[Photo-based referring expression data]
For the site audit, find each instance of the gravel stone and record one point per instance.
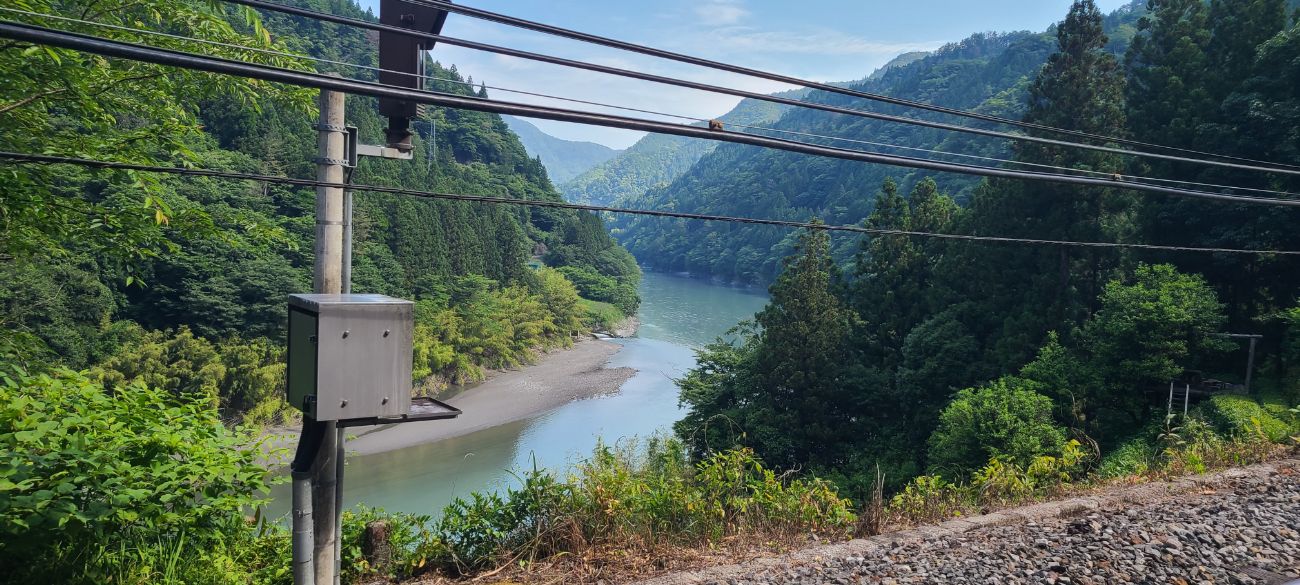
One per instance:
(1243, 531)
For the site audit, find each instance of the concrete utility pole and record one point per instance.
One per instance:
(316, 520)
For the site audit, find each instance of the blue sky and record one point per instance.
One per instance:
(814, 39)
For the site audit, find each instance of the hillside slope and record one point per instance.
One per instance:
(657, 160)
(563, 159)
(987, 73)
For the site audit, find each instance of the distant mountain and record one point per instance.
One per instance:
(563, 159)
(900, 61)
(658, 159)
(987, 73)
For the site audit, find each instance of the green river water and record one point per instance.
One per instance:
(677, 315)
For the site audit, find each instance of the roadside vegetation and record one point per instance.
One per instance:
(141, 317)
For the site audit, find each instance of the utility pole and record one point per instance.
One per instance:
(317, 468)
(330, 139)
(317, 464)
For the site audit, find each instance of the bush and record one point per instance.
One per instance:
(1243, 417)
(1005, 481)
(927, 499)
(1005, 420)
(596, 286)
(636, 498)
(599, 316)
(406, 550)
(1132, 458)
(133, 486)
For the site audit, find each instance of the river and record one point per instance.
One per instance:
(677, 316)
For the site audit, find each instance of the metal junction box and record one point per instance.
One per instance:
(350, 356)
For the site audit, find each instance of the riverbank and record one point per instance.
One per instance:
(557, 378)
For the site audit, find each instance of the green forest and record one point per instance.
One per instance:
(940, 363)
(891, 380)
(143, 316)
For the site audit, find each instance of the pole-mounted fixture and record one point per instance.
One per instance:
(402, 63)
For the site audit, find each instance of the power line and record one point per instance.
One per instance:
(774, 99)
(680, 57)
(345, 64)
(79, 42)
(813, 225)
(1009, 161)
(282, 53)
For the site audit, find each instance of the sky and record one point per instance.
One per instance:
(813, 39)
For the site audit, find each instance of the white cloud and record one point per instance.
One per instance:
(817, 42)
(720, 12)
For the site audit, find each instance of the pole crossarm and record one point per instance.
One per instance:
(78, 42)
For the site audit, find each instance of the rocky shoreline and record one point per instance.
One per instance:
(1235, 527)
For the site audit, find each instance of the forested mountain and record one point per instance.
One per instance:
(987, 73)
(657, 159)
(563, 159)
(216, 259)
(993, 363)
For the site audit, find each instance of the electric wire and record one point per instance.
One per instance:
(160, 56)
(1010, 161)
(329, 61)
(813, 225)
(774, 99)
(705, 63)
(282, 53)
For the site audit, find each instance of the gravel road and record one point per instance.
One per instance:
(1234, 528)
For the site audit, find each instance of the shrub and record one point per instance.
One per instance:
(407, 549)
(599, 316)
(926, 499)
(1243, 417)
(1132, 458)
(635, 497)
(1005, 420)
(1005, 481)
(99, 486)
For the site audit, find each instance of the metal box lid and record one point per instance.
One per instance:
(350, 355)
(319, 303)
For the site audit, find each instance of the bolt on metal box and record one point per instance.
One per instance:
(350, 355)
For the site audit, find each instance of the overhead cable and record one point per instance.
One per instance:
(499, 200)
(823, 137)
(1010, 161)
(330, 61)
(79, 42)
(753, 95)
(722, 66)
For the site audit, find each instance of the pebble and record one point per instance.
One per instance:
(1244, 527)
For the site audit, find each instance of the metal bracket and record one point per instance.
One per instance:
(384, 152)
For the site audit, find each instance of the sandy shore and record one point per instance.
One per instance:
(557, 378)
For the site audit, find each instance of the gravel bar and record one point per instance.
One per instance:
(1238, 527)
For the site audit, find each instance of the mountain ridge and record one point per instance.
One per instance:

**THE PROBLEM**
Without the pictures, return the records above exactly as given.

**ANSWER SECTION**
For the site audit, find each instance of the gravel stone and record one point per instance.
One per instance:
(1243, 531)
For the site audit, find each instance of the concrete utility pole and record one point per instance.
One per instance:
(316, 520)
For the site audit, find each instance of the blue sky and record one point per instance.
One per instance:
(814, 39)
For the site audit, find each instance of the hillside slope and record one point per instance.
One per instance:
(657, 160)
(563, 159)
(987, 73)
For the site audit, find each instance of the distant mountain and record one point per instance.
One per instance:
(563, 159)
(900, 61)
(658, 159)
(987, 73)
For the site audit, find each instance of the green river water and record one point per instance.
One per instance:
(677, 315)
For the site audit, find each instance of the roadside vegetation and record one point per instance.
One per instance:
(141, 317)
For the site audit, find each instance of the utility pole and record one point per instance.
One per instance:
(317, 468)
(330, 139)
(317, 464)
For the site audit, find each instance of the bush and record one point per instance.
One per instance:
(1243, 417)
(1005, 481)
(927, 499)
(1005, 420)
(596, 286)
(636, 498)
(599, 316)
(406, 550)
(1132, 458)
(133, 486)
For the site audit, find each instance of the river and record one point per instance.
One per instance:
(677, 316)
For the site audit, find each instance of the metal junction box and record one point per instance.
One per instance:
(350, 356)
For the site audit, find each instance of the riverbank and record one point per instance.
One per instance:
(557, 378)
For the site audit, find each instance of the green forest and record one point per instance.
One per instance:
(940, 363)
(891, 380)
(143, 316)
For the site audit, find each instance of the pole-mounted fixture and record one point per instance.
One per instance:
(402, 63)
For the site audit, find each instance of the power line and record one point per instance.
One per instance:
(774, 99)
(680, 57)
(345, 64)
(79, 42)
(813, 225)
(1009, 161)
(282, 53)
For the site audit, find each instance of the sky and record one point per instance.
One per instance:
(813, 39)
For the site audit, find each instance of the white cloud and record one point per instance.
One per instance:
(817, 42)
(720, 12)
For the site audit, find each instance of the pole crossarm and record one point per instance.
One per instance:
(78, 42)
For the site audit, find each instance of the rocky shoreline and record one point per instance.
One per instance:
(1235, 527)
For the site audit, find each instance of the forested mountain and record one point per instance.
One per instance:
(987, 73)
(657, 159)
(563, 159)
(216, 259)
(993, 363)
For the site audit, find each instance of the electric wire and record one point per instance.
One per instance:
(160, 56)
(1010, 161)
(329, 61)
(813, 225)
(774, 99)
(705, 63)
(282, 53)
For the site audit, find each instance of the gravel road and record one point per instance.
One per instance:
(1234, 528)
For the site audit, find each instance of the shrub and record one point per instance.
One per instance:
(407, 549)
(599, 316)
(926, 499)
(1243, 417)
(1132, 458)
(635, 497)
(1005, 420)
(1005, 481)
(99, 486)
For the site audit, find each instance of the metal box lid and record one point per instance.
One per instance:
(350, 355)
(319, 303)
For the site audit, find each instance of the bolt on metal box and record one point per instance.
One per instance:
(350, 355)
For the site audit, find each instance of the overhead cable and record one point per instance.
One per instance:
(499, 200)
(823, 137)
(1010, 161)
(330, 61)
(79, 42)
(753, 95)
(722, 66)
For the site audit, find each instance of the pebble and record one point per instance.
One per instance:
(1244, 527)
For the site audit, find each instance of the metal bracket and record one point per instance.
One per instance:
(384, 152)
For the site audit, find each instance of the sandy shore and record one point per instance.
One per instance:
(557, 378)
For the site audit, find each instance of the gravel bar and record one point per instance.
One per instance:
(1238, 527)
For the site audit, find each instance of the mountain ridge and record one point per instance.
One per instance:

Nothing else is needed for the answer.